Check your understanding:
(a) Copy the part of the Rikers passage starting at "The AP reports" and ending at "of the same.", word for word.
(b) For each statement, answer yes or no according to the Rikers passage, and quote the words that decide it: (i) The settlement with the mayor, the Justice Department, and lawyers for injured inmates was reached on July 1. (ii) The reforms will be overseen by the mayor's office. (iii) Khalil Cumberbatch says solitary confinement for 16 and 17-year-olds has been completely abolished.

Extract:
•••

In fact, there are too many cases to name, each one more tragic than the next.
A BRAND NEW DAY?
In December, New York City Mayor Bill de Blasio toured Rikers for the first time during his tenure as mayor, and announced that solitary confinement would end for 16 and 17-year-olds there.
And on July 1, the mayor, Justice Department, and lawyers for injured inmates reached a settlement, which mandated specific reforms at Rikers, including banning guards from striking inmates in the head, using chokeholds, or kicking inmates unless they’re in imminent danger of death or serious injury.
The AP reports that the 63-page-consent decree sets specific deadlines for the creation of a computerized system to track use-of-force cases, and that such reforms will be overseen by a court-appointed monitor.
But even with the city’s settlement, and the mayor ending solitary confinement for those under 18, some activists say that it may be too little, too late, or even more of the same.
“They basically rebranded it and repackaged it,” says Khalil Cumberbatch, a 33-year-old policy associate at the Legal Action Center, which promotes penal reintegration in New York State. “It’s now called the ESHU [Enhanced Supervision Housing Unit, pronounced “shoe”]. The reality is solitary confinement for 16 and 17 year olds is not completely abolished. As a matter of fact, the mayor’s response was, ‘You know what, we won’t blatantly use solitary confinement for 16 and 17 year olds, what we’ll do is we’ll only save it for the most ‘violent’ offenders.” But violence means you could have been very well defending yourself and got into a really big fight in the housing unit four or five times. Yet you’re still considered ‘violent’ because you’re defending yourself. I’ve seen it happen multiple times at Rikers.”

•••

Information supplied:
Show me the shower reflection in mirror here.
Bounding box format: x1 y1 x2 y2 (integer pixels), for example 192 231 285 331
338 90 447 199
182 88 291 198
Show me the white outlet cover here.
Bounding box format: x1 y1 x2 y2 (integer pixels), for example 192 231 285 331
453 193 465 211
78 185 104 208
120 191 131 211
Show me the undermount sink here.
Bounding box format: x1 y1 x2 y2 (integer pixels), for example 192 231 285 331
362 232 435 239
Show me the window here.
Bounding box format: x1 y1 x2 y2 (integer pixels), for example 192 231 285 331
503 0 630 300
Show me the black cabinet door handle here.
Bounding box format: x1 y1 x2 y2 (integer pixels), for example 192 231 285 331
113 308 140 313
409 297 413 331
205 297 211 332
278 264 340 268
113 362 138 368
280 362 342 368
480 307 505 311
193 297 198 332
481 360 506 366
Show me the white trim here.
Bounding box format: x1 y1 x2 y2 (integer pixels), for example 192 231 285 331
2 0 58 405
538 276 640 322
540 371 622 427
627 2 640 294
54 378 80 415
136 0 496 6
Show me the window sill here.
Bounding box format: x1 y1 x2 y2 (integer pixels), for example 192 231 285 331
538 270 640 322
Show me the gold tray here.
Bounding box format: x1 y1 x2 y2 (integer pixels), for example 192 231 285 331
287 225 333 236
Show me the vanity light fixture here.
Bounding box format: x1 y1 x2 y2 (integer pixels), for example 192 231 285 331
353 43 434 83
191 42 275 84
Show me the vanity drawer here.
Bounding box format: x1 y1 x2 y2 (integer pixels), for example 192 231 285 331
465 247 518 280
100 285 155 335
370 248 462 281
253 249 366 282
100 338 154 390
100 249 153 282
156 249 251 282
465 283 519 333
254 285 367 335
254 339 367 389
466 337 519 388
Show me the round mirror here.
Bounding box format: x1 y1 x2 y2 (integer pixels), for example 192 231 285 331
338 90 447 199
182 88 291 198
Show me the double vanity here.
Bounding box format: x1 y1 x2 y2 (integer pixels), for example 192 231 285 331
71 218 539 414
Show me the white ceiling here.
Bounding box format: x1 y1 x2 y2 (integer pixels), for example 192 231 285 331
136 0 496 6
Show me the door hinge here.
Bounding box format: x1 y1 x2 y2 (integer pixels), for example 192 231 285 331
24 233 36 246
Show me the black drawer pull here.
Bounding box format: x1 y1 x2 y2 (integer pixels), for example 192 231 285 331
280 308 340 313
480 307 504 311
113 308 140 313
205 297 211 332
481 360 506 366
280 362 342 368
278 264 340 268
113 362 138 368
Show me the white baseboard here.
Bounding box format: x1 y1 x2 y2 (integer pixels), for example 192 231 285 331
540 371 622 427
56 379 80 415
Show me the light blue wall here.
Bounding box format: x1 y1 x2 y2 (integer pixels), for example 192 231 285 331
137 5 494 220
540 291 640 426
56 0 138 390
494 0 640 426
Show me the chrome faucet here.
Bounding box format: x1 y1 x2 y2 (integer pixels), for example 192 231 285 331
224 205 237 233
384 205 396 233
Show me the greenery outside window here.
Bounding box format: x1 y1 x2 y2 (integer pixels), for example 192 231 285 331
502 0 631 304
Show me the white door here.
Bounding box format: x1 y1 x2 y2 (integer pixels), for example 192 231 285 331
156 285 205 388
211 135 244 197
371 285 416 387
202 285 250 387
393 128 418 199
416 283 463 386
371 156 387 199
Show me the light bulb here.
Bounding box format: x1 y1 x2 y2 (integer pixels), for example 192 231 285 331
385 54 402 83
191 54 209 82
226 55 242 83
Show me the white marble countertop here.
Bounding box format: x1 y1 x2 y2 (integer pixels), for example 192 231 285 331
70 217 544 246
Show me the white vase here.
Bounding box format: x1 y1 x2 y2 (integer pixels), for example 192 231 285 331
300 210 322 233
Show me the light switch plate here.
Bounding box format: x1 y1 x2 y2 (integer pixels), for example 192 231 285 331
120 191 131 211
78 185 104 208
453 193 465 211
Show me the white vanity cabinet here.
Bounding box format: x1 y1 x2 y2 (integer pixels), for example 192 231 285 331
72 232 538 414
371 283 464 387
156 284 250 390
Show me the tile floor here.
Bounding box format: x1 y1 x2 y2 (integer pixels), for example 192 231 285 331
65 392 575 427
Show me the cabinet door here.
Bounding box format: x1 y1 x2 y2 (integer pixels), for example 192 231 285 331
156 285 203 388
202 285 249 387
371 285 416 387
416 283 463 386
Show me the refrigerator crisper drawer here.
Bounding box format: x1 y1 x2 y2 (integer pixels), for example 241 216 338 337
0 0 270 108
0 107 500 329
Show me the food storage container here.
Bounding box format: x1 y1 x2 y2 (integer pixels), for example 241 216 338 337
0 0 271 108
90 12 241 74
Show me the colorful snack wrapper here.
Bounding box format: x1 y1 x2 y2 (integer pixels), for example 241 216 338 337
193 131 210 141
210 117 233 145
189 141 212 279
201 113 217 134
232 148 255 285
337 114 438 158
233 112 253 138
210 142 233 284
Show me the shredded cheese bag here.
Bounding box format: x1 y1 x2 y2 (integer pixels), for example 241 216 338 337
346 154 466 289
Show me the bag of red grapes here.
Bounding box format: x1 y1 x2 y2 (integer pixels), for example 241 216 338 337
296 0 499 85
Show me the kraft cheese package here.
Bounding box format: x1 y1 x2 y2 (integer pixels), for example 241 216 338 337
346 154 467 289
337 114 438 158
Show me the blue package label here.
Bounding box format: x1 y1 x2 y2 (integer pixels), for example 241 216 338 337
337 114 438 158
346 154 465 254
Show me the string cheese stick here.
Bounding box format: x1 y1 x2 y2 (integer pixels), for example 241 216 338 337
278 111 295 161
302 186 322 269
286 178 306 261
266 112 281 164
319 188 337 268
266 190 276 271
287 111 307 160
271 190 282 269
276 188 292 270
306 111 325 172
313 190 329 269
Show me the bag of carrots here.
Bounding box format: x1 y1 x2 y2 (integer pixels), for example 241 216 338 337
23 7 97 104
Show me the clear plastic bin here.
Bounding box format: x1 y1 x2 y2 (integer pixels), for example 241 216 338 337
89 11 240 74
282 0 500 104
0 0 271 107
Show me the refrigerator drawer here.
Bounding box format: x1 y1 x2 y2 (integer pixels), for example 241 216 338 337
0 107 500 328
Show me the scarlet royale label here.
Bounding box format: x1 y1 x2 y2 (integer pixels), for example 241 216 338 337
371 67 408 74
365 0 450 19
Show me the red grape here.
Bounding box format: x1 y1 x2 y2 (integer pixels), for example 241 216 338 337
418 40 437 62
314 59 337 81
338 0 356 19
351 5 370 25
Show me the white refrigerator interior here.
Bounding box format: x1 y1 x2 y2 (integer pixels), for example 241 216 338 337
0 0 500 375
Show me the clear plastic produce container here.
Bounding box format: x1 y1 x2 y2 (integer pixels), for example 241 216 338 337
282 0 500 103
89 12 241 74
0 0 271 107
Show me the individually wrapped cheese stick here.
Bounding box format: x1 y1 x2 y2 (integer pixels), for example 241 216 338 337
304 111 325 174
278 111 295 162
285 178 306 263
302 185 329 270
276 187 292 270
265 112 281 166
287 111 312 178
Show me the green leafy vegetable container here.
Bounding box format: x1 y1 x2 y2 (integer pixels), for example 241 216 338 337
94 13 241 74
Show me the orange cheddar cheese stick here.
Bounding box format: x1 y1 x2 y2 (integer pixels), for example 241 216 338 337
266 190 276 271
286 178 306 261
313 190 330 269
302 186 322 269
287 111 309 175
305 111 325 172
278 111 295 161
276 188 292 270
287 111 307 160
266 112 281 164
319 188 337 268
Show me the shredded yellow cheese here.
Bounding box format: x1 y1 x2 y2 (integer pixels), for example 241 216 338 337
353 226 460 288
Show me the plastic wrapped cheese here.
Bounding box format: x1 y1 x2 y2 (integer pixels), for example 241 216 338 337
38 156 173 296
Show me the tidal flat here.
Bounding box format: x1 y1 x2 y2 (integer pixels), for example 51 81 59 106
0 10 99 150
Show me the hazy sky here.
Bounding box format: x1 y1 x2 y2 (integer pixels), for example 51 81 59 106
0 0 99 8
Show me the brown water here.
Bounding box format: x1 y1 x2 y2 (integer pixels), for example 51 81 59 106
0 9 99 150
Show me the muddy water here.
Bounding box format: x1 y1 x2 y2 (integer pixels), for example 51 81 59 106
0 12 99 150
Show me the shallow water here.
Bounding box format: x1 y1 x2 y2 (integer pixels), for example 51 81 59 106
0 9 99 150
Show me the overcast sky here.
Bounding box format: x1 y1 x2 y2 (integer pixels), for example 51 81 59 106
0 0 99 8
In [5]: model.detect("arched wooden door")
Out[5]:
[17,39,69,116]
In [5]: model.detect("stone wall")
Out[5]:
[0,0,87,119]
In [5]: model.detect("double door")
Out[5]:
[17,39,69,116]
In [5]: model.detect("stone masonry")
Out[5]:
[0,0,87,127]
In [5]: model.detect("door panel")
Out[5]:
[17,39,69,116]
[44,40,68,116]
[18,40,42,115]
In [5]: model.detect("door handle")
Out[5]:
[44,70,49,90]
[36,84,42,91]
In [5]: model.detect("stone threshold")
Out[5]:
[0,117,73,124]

•••

Written answers:
(a)
The AP reports that the 63-page-consent decree sets specific deadlines for the creation of a computerized system to track use-of-force cases, and that such reforms will be overseen by a court-appointed monitor.
But even with the city’s settlement, and the mayor ending solitary confinement for those under 18, some activists say that it may be too little, too late, or even more of the same.

(b)
(i) Yes: "on July 1, the mayor, Justice Department, and lawyers for injured inmates reached a settlement"
(ii) No: "such reforms will be overseen by a court-appointed monitor"
(iii) No: "The reality is solitary confinement for 16 and 17 year olds is not completely abolished."